■ Exercise requirements
Write out the data below exactly as given, without any of its pictures.

■ Input rows

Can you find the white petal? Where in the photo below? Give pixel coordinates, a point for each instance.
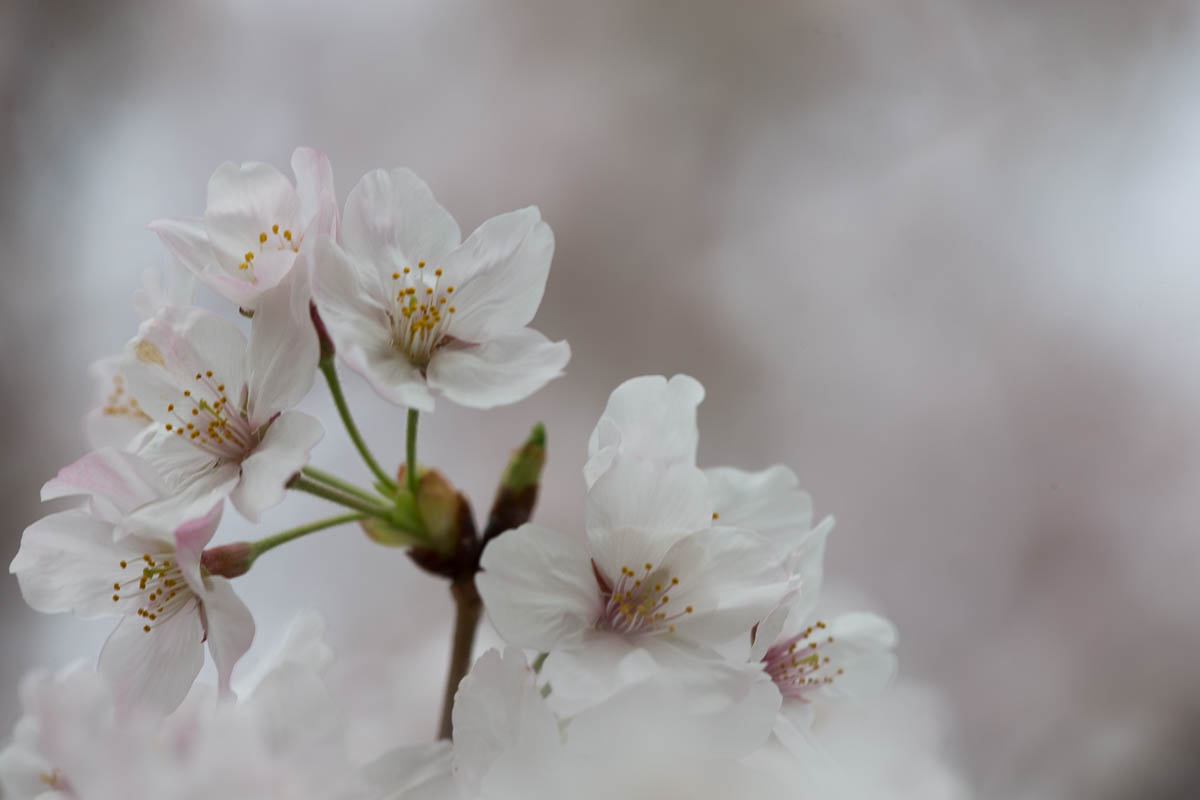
(393, 221)
(69, 561)
(315, 186)
(499, 275)
(731, 578)
(175, 346)
(277, 457)
(283, 349)
(863, 649)
(154, 668)
(244, 202)
(120, 481)
(501, 371)
(347, 293)
(189, 501)
(114, 422)
(228, 627)
(189, 242)
(538, 587)
(661, 505)
(647, 417)
(497, 709)
(768, 500)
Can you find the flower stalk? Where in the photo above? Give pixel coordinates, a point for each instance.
(468, 608)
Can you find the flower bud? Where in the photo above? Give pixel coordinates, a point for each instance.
(517, 491)
(228, 560)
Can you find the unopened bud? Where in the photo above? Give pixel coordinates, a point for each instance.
(517, 493)
(228, 560)
(323, 337)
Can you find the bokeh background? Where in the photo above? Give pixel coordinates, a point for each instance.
(939, 256)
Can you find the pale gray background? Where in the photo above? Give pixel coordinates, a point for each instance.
(939, 256)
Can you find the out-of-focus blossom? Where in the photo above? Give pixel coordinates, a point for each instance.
(222, 405)
(70, 561)
(256, 227)
(283, 740)
(415, 310)
(850, 656)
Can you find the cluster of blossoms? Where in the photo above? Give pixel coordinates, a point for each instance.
(666, 648)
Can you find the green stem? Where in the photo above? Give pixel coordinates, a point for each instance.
(411, 450)
(339, 483)
(334, 495)
(285, 536)
(335, 389)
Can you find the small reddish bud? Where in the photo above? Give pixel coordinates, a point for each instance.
(228, 560)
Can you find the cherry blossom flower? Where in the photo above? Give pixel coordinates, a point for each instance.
(509, 744)
(811, 661)
(281, 740)
(653, 572)
(415, 310)
(221, 405)
(256, 226)
(118, 421)
(70, 561)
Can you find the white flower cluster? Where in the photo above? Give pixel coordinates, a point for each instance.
(666, 649)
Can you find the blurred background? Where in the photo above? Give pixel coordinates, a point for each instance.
(937, 256)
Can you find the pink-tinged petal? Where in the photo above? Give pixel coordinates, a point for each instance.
(156, 667)
(393, 221)
(768, 500)
(538, 587)
(228, 626)
(501, 371)
(174, 347)
(661, 504)
(69, 563)
(647, 417)
(283, 349)
(315, 186)
(189, 501)
(189, 242)
(277, 457)
(499, 275)
(118, 482)
(769, 630)
(193, 535)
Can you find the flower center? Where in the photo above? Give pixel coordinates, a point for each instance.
(637, 601)
(120, 403)
(205, 419)
(420, 312)
(277, 239)
(797, 665)
(159, 588)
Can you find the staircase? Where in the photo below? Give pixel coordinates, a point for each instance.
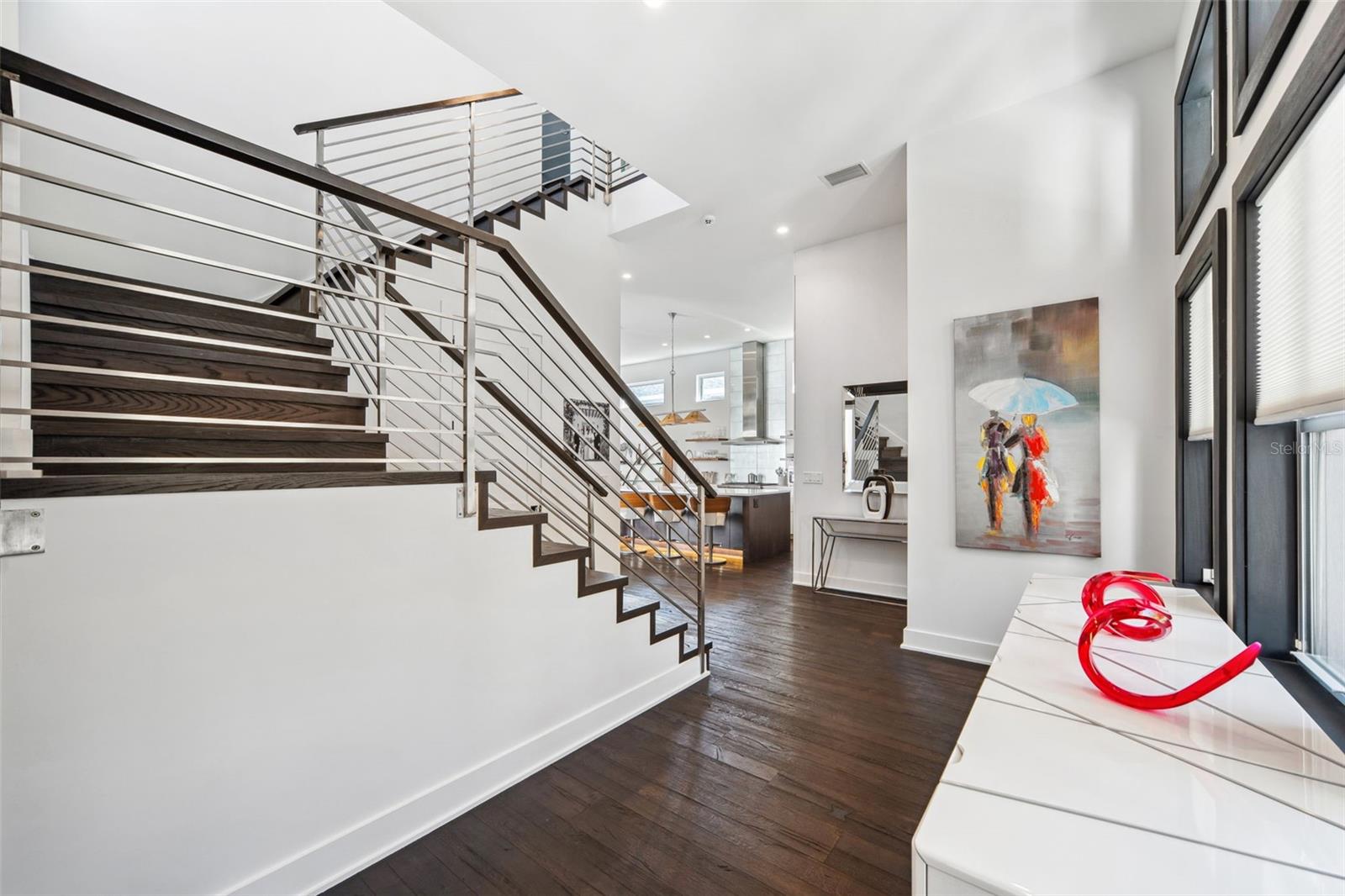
(140, 387)
(892, 459)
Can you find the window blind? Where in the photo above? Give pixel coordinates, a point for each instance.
(1300, 276)
(1200, 361)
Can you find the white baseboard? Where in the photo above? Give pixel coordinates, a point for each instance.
(367, 842)
(858, 586)
(928, 642)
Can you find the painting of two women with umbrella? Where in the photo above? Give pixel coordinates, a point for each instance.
(1028, 472)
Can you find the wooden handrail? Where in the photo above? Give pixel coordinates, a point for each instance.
(309, 127)
(499, 394)
(40, 76)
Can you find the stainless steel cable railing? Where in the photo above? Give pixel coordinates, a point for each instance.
(447, 345)
(488, 152)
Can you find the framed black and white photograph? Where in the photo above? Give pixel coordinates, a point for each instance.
(588, 428)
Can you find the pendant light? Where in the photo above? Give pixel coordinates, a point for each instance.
(672, 417)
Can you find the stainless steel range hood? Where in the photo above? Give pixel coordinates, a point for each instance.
(753, 397)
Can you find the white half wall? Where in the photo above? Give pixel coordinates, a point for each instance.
(1063, 197)
(851, 327)
(262, 692)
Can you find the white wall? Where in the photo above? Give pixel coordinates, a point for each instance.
(1063, 197)
(260, 692)
(851, 327)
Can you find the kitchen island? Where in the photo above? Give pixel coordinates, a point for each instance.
(759, 521)
(757, 528)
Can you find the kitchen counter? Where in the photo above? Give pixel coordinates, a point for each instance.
(1055, 788)
(737, 492)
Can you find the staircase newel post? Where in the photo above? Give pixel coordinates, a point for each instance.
(699, 576)
(467, 492)
(607, 185)
(471, 165)
(314, 296)
(385, 261)
(592, 546)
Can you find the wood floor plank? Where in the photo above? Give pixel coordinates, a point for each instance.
(802, 767)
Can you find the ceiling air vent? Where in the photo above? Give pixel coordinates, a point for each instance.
(849, 172)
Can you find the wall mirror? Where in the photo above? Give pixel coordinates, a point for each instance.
(874, 437)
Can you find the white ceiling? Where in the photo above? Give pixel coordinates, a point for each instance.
(740, 107)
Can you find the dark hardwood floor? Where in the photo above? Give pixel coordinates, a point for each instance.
(802, 768)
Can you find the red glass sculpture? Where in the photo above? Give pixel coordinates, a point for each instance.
(1142, 618)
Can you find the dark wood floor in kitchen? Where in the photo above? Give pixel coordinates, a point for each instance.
(804, 770)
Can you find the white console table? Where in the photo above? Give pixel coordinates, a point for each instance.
(1055, 788)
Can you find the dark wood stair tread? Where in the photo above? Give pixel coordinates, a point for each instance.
(595, 580)
(557, 552)
(148, 430)
(224, 387)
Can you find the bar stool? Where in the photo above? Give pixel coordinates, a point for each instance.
(632, 512)
(669, 509)
(716, 514)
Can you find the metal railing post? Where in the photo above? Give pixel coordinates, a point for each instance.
(471, 165)
(380, 340)
(607, 185)
(467, 506)
(592, 552)
(699, 576)
(314, 296)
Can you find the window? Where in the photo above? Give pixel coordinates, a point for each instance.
(1321, 459)
(1298, 225)
(1199, 134)
(1201, 459)
(650, 393)
(1261, 33)
(1289, 373)
(709, 387)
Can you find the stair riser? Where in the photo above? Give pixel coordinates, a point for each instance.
(71, 397)
(134, 470)
(186, 326)
(150, 362)
(143, 304)
(134, 447)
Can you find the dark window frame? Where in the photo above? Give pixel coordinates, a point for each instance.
(1210, 256)
(1210, 13)
(1264, 546)
(1251, 73)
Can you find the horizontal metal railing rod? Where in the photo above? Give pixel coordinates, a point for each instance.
(182, 175)
(208, 262)
(636, 432)
(208, 421)
(349, 172)
(535, 155)
(392, 131)
(208, 222)
(38, 76)
(345, 121)
(171, 459)
(330, 161)
(224, 343)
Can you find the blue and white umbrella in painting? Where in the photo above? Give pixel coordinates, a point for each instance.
(1022, 396)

■ Exercise result
Can you find the white petal? Where in the photo below? Give pixel coordinates, a point for each instance.
(393, 221)
(69, 561)
(315, 186)
(499, 275)
(731, 578)
(175, 346)
(277, 457)
(283, 349)
(863, 649)
(154, 668)
(244, 202)
(120, 481)
(501, 371)
(347, 293)
(189, 501)
(114, 422)
(228, 627)
(189, 242)
(538, 587)
(661, 505)
(647, 417)
(497, 709)
(768, 500)
Can you find the flower stalk? Where in the photo above? Give pixel coordinates, a point for each instance.
(468, 608)
Can you find the flower bud? Where in the photo above? Give pixel coordinates, a point for each instance.
(517, 491)
(228, 560)
Can you find the unopened bud? Where in the photo above? Give pixel coordinates, a point for each instance.
(517, 493)
(228, 560)
(323, 337)
Can you find the bokeh background? Where in the photo above? Give pixel coordinates, a point for each instance.
(939, 256)
Can you find the pale gray background? Where in the photo above? Give pixel coordinates, a point for each instance.
(939, 256)
Can you find the out-of-focus blossom? Where in the photo above? Give pixel coordinates, a point for each instance.
(222, 405)
(70, 561)
(256, 227)
(283, 740)
(415, 310)
(850, 656)
Can you find the cluster of blossoms? Where in the photo above? Give pixel coordinates, a point for each instance.
(666, 648)
Can you find the green stem? Where in the photo above? Give pixel coordinates, a point for each instance.
(411, 450)
(339, 483)
(334, 495)
(285, 536)
(335, 389)
Can you find the small reddish bud? Where in the photo above? Give pixel coordinates, a point for each instance.
(228, 560)
Can you find the cherry blossom flower? Where in the photo above? Give pixel coordinates, a point for each instance.
(509, 744)
(811, 661)
(281, 740)
(653, 572)
(415, 310)
(221, 405)
(256, 226)
(118, 421)
(70, 561)
Can you find the white flower cluster? Where in the photo above? Give pixel coordinates, a point for each instance.
(666, 649)
Can you find the blurred background? Where in the photo above? Give pixel coordinates, a point for each instance.
(937, 256)
Can you find the pink-tinged petal? Where in the photo above? Give pixel coordinates, a point for each instance.
(156, 667)
(393, 221)
(768, 500)
(538, 587)
(228, 626)
(501, 371)
(174, 347)
(661, 504)
(69, 563)
(647, 417)
(283, 349)
(315, 186)
(189, 501)
(189, 242)
(277, 457)
(499, 275)
(118, 482)
(769, 630)
(193, 535)
Can you find the flower center? Where in the photo above? Give pixel coordinates, a point for each instance.
(637, 601)
(120, 403)
(205, 419)
(420, 312)
(277, 239)
(797, 665)
(159, 588)
Can you find the staircase? Where in the photo below? Give pixel coordinates, a point for each instance.
(140, 387)
(892, 459)
Can you find the window blind? Where in the photo above? Give pixel coordinates, a point for each instance.
(1300, 276)
(1200, 361)
Can you find the white baseboard? Where in the photo above? Give pixel coordinates, a point for each instance.
(367, 842)
(858, 586)
(928, 642)
Can you find the painting of two women with umbrella? Where in the photo above? Give pixel coordinates, a point for each instance.
(1028, 472)
Can you find the wooden handrail? Where in the photo above? Give pixel coordinates, a point for each instance.
(309, 127)
(499, 394)
(40, 76)
Can you find the stainless steel cable railing? Where in the photo above? Give pixel coordinates, a point for each instance.
(447, 345)
(488, 152)
Can you find the framed black and white photograph? Where in the photo above? Give pixel coordinates, a point for each instance.
(588, 428)
Can you find the pendant light? Where in the photo above? Give pixel coordinates, a point for each instance.
(672, 417)
Can you find the stainless steel range hood? Where in the photo above? Give pixel coordinates, a point for each instance.
(753, 397)
Can you find the white half wall? Where in the photo above? Give pixel coordinates, a point for each instance.
(1063, 197)
(851, 327)
(262, 692)
Can you find the white wall? Where in the photo above? Give pixel coordinates, a point for each instance.
(1063, 197)
(260, 692)
(851, 327)
Can you find the kitchen island? Where in the photo above? Give pixel coordinates, a point for each instance.
(759, 521)
(757, 528)
Can you find the kitchen counter? Where in the photo above? Give pixel coordinates, a point for each instance.
(1055, 788)
(737, 492)
Can you find the staircase newel post? Where in the photo above? Give pixel coordinates, a point for each instance.
(699, 576)
(467, 492)
(607, 185)
(471, 165)
(314, 296)
(385, 261)
(592, 546)
Can you find the wood floor plank? Where in the photo above? Give pixel coordinates, a point for each instance.
(802, 767)
Can you find the ceiling air vent? Where in the photo above? Give pixel coordinates, a point for each instance.
(849, 172)
Can you find the wall mirror? Where in the photo above? Give pixel coordinates, a point for each instance.
(874, 437)
Can you find the white ceiling? Where in the photo above? Give pixel coordinates, a point for each instance.
(740, 107)
Can you find the dark hardwood floor? Where in the photo above? Give pixel coordinates, a point for each instance.
(802, 768)
Can you find the red glass sculpture? Where in the photo above? Give pixel coordinates, a point for each instance.
(1142, 618)
Can you find the dark wood floor in kitchen? Where in the photo above? Give pixel coordinates, a point for each instance.
(804, 770)
Can you find the white console table? Where in the photo above? Give pixel coordinates, a point for each instance.
(1055, 788)
Can you find the dark wood stair tread? Where in the photo above? Give pixel coordinates, a point for each instance.
(595, 580)
(557, 552)
(148, 430)
(224, 387)
Can you find the bar stool? Where in the photo above? Give pixel coordinates, a point for each instance.
(632, 512)
(669, 509)
(716, 514)
Can you find the metal railing post? Where in the photo above? Give pixel coordinates, a point for each instance.
(471, 165)
(380, 340)
(607, 185)
(467, 506)
(592, 552)
(699, 576)
(314, 296)
Can you find the window? Where in the photo above? Give pixel coordinates, a point for each instance.
(1321, 459)
(1298, 225)
(1199, 134)
(1201, 459)
(650, 393)
(1261, 33)
(1289, 373)
(709, 387)
Can you find the stair riser? Where in the photo above? Give pixel coordinates, a point for each instance.
(71, 397)
(134, 470)
(186, 326)
(150, 362)
(143, 304)
(134, 447)
Can you find the dark window frame? Where in the photo above? Give pixel coordinates, a point for each instance.
(1210, 256)
(1210, 13)
(1264, 546)
(1251, 73)
Can you find the horizontal metal railing rod? Where in the photo above? Give pixel coordinates, a point for each instance.
(182, 175)
(208, 262)
(636, 432)
(208, 421)
(349, 172)
(535, 155)
(392, 131)
(208, 222)
(38, 76)
(345, 121)
(171, 459)
(330, 161)
(224, 343)
Can you find the blue and white umbrella in painting? Where in the photo above? Give pixel coordinates, a point for each instance.
(1022, 396)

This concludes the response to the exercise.